** Start Provided records **
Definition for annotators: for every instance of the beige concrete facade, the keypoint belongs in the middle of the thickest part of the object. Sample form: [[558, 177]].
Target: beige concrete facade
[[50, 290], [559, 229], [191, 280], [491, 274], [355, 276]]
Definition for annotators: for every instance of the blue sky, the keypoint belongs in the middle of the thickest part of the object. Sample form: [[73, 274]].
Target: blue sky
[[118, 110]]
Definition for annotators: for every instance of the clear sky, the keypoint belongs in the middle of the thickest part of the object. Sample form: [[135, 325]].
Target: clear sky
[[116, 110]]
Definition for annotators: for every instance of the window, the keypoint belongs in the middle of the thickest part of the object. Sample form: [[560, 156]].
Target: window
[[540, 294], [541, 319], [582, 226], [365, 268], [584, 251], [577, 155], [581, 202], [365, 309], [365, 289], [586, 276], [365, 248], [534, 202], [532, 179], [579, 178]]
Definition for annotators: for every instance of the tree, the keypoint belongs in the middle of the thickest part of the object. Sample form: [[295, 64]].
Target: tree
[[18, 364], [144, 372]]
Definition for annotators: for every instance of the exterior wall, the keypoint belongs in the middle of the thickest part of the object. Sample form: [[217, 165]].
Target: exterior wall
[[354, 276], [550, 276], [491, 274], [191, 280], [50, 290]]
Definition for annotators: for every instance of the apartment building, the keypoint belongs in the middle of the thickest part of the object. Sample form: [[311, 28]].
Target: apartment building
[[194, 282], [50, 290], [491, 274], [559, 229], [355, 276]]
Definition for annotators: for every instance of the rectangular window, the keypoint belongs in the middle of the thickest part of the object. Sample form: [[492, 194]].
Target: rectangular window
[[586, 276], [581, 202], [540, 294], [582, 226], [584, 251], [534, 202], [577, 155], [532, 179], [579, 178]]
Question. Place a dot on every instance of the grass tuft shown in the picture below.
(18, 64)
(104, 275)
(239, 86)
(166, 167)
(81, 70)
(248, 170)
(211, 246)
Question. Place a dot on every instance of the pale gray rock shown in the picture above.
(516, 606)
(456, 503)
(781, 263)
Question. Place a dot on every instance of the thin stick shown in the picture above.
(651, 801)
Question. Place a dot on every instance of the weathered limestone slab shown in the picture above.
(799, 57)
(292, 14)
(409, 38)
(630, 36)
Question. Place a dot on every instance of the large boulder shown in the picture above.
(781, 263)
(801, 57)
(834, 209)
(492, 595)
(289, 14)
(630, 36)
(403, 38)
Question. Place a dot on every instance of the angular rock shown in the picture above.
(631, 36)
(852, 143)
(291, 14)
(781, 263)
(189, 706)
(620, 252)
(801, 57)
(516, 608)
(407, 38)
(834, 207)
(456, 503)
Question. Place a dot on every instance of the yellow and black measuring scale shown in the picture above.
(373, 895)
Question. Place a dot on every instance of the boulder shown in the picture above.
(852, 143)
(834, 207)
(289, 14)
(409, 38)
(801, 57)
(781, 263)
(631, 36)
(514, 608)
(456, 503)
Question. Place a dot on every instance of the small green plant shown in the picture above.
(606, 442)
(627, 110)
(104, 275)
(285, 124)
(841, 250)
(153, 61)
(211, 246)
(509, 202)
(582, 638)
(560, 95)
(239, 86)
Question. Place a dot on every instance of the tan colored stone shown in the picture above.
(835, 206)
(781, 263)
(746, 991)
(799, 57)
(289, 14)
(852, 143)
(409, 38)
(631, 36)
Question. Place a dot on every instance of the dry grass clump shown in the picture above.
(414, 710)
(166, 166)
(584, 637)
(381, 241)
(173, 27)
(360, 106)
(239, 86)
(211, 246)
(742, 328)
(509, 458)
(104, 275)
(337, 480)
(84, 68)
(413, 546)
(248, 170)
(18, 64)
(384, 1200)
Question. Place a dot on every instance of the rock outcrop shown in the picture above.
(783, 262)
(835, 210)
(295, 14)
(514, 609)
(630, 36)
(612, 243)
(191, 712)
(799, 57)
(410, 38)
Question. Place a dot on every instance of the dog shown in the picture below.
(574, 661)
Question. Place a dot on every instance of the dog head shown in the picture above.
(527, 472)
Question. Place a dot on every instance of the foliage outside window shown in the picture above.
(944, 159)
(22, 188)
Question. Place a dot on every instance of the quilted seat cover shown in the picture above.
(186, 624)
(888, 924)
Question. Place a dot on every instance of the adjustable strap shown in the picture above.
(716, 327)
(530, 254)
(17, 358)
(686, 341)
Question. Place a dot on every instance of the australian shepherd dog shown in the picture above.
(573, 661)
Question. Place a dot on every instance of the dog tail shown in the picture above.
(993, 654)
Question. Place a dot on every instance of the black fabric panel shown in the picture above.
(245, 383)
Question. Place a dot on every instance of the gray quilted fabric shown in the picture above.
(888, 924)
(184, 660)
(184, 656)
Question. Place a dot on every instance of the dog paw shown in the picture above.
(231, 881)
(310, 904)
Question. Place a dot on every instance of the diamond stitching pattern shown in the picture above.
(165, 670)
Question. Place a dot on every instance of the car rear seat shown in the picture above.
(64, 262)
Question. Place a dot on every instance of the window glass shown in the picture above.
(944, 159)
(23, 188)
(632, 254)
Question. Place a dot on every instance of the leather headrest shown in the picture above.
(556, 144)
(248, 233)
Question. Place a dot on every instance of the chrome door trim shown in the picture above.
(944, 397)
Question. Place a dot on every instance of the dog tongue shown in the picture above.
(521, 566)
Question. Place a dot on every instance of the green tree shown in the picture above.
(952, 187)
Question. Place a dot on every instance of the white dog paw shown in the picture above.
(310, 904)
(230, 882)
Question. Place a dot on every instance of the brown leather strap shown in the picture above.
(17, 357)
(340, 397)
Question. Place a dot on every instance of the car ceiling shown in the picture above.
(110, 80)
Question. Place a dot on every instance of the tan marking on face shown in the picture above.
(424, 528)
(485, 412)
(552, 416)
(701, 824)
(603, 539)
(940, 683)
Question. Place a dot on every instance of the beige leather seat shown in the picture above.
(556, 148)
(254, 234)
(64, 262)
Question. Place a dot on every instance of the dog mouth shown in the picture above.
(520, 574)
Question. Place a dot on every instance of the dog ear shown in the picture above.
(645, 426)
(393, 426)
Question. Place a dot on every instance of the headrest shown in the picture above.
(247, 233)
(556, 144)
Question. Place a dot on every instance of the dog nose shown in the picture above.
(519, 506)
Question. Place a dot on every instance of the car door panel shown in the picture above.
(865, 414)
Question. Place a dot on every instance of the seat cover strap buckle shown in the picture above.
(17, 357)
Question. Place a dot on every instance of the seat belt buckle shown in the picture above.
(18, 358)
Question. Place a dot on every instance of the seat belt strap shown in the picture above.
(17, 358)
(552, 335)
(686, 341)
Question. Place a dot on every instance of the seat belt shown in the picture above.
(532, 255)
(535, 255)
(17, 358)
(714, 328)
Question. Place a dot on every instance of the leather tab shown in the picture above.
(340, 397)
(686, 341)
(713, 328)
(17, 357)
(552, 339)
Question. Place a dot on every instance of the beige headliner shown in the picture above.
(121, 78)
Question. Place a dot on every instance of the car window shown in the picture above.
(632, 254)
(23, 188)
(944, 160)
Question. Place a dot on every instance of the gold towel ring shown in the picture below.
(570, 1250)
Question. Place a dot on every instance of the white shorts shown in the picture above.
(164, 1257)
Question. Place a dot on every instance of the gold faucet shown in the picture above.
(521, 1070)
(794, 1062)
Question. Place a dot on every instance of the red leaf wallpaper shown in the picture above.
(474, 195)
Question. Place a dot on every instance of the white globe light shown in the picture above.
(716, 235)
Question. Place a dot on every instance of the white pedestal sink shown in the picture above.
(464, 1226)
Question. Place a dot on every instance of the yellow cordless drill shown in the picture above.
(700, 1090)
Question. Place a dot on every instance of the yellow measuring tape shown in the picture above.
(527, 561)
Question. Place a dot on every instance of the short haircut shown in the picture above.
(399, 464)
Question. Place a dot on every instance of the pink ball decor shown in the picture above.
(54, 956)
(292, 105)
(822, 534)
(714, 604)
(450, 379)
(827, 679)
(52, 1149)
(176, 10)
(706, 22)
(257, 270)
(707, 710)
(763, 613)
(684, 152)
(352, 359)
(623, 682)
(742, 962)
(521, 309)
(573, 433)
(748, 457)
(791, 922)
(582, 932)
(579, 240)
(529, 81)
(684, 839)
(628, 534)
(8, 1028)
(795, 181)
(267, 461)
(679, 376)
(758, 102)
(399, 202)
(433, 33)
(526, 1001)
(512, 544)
** End Provided records **
→ Set exercise
Return precisely the lines of the records, starting with the line that holds "Question. Place a dot on every instance of the yellow measuring" and ending with the last one.

→ Exercise response
Question. Place a dot on every instance of the yellow measuring tape shown in the picture above.
(527, 561)
Question. Place a dot on every instance of the short haircut shown in the picture above.
(399, 464)
Question. Place a dot on every instance of the pink ball decor shown in the picture above.
(54, 956)
(292, 105)
(822, 534)
(714, 604)
(450, 379)
(827, 679)
(52, 1149)
(176, 10)
(706, 22)
(257, 270)
(707, 710)
(763, 613)
(684, 152)
(352, 359)
(623, 682)
(742, 962)
(521, 309)
(573, 433)
(748, 457)
(791, 922)
(582, 932)
(579, 240)
(529, 81)
(684, 839)
(628, 534)
(8, 1028)
(795, 181)
(267, 461)
(679, 376)
(758, 102)
(399, 202)
(433, 33)
(526, 1001)
(512, 544)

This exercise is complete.